• **Text section**:
The printing firm Calcográfica Ciccone, which routinely printed banknotes, passports, and various documents for the Argentinian government, was asked by the Argentinian tax authorities in July 2010 to declare bankruptcy, given that it owed a debt of 239 million pesos to the state treasury. In September, however, the firm was allowed to refinance its debt; in October, it received an investment of 2.3 million pesos from a Dutch-based company, The Old Fund, which thereupon acquired 70% of the firm, whose name was changed to Compañía de Valores Sudamericana (American Securities Company), or CVS. It was later revealed, in a 2014 report, that The Old Fund, whose public face was Núñez Carmona's friend Alejandro Vandenbroele, had received $1.8 million in September 2010 from a firm called London Supply, one of whose shareholders was Michelangelo Castilian, a longtime friend of Boudou and Núñez Carmona, and that Vandenbroele's second-in-command at CVS was Jose María Capirone, a former business partner of Núñez Carmona and Boudou. According to Vandenbroele's wife, Núñez Carmona represented The Old Fund in discussions with Ciccone's creditors aimed at securing their approval for the takeover by The Old Fund.

• **List of tasks**:
**1)** In the passage on the Ciccone printing firm, how much did The Old Fund invest in the company in October 2010?
**2)** Extend the passage on the Ciccone printing firm, picking up right after its final sentence.

• **Extracted data**:

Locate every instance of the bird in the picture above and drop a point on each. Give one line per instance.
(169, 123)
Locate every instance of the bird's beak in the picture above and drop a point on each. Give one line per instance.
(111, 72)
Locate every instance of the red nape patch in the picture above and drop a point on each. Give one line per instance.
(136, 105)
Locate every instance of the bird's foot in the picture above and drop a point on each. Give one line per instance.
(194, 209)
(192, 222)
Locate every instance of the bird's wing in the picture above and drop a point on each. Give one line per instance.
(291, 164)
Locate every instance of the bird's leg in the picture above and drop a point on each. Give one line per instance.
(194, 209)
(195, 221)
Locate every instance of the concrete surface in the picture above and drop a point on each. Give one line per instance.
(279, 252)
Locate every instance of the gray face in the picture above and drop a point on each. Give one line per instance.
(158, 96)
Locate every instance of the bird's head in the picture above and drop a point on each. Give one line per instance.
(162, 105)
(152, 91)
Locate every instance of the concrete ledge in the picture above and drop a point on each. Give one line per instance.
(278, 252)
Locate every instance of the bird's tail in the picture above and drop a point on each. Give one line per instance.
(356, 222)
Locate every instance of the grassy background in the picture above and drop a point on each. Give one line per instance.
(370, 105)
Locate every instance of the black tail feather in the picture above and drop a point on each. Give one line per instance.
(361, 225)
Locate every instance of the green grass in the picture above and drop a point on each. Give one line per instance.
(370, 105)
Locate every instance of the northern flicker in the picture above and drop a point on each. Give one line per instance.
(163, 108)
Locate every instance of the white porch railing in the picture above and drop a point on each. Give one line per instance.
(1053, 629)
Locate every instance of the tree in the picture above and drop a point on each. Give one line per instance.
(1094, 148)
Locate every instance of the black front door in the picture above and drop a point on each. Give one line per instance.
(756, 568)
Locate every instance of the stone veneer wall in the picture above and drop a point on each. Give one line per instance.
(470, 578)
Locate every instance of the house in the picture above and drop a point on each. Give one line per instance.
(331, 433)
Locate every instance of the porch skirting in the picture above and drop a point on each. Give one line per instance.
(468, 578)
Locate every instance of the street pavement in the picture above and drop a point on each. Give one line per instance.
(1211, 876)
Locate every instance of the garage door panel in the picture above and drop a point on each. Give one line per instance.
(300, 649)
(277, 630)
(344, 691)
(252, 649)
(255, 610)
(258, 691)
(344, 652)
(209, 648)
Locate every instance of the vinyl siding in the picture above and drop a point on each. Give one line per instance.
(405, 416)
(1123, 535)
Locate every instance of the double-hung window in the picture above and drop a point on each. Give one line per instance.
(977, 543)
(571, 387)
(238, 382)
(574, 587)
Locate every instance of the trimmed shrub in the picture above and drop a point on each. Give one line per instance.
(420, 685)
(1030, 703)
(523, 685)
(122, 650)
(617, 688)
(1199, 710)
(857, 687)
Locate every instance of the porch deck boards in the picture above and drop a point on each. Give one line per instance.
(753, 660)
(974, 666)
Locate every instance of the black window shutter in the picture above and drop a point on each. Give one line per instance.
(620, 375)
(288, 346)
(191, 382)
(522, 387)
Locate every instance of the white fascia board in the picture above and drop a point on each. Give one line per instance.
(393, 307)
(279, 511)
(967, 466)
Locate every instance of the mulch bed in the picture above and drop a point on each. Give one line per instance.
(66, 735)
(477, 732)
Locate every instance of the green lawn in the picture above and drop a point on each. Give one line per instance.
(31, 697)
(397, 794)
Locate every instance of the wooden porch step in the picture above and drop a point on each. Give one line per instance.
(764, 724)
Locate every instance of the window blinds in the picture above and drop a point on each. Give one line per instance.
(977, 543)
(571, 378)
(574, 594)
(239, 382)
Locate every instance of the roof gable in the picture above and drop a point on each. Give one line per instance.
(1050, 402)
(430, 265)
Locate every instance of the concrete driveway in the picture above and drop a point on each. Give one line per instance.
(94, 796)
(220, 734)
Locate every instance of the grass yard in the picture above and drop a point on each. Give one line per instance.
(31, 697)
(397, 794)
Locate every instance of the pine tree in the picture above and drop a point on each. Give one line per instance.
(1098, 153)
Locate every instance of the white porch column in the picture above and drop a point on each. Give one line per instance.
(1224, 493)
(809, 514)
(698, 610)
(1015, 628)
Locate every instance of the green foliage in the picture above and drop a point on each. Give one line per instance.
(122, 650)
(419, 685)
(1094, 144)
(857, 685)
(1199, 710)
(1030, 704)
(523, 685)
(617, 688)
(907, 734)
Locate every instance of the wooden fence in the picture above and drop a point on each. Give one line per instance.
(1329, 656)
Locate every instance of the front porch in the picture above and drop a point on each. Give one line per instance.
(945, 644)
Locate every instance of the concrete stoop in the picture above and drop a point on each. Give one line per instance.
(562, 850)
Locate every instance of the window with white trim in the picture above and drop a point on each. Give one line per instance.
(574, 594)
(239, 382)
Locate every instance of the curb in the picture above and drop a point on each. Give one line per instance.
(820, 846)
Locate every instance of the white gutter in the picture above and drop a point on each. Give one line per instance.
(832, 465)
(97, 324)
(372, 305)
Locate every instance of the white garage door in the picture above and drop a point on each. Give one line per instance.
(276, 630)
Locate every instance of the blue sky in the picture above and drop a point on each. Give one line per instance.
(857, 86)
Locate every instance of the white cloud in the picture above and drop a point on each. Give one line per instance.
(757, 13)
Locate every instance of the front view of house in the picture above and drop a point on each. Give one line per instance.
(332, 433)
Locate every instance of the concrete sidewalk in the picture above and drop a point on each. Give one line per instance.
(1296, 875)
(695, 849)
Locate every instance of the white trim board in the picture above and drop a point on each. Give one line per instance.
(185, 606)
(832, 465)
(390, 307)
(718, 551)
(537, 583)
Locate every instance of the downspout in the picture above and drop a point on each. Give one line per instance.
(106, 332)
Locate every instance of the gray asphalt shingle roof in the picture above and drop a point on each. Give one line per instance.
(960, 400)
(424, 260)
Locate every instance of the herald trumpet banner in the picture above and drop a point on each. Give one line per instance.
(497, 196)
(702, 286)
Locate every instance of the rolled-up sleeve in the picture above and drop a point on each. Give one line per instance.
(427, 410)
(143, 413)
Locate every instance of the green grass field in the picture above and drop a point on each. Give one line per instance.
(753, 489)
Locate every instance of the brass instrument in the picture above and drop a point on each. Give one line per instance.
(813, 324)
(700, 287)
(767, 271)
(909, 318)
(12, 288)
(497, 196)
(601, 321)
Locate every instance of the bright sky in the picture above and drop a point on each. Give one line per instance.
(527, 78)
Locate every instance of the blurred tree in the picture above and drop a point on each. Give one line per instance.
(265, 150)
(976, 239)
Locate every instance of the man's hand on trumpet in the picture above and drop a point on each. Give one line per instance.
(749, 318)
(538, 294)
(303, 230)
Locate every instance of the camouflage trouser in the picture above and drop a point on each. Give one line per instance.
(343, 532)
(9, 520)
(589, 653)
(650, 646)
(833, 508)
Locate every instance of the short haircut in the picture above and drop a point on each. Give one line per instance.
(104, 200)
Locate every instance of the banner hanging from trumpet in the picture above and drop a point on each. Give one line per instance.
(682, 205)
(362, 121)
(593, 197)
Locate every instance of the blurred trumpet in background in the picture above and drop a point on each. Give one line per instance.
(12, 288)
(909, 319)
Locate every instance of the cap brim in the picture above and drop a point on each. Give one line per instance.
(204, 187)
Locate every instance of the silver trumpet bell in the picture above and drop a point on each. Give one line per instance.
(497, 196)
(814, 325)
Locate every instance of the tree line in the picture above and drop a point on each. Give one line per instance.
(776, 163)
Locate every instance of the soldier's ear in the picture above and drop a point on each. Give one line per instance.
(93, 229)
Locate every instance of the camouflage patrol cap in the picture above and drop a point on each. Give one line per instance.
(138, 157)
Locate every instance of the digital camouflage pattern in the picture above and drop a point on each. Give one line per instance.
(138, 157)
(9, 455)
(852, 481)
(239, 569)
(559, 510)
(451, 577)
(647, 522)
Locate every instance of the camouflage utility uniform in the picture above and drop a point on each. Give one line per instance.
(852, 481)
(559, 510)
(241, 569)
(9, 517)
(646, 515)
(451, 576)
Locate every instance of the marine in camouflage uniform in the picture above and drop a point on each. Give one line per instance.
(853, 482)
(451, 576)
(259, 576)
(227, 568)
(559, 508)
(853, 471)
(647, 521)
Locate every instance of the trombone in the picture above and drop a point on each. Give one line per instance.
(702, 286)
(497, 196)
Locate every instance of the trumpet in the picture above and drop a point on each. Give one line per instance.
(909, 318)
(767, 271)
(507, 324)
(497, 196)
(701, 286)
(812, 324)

• **Results**:
**1)** 2.3 million pesos.

**2)**
The Boudougate scandal had not yet fully erupted when El Urgente reported on August 25, 2011, that Núñez Carmona, who had previously been identified as a friend of Boudou, had now proven himself also to be a business partner of Boudou, who at the time was Argentina's Economy Minister and candidate for the Vice Presidency. Although the full extent of Boudou's role in the purchase of Calcográfica Ciccone was still not known to the public, El Urgente summed up what was then known about Núñez Carmona's role in the matter, and stated that because of the whiff of scandal touching Boudou via Núñez Carmona, the latter had “become a problem for Cristina Fernández.”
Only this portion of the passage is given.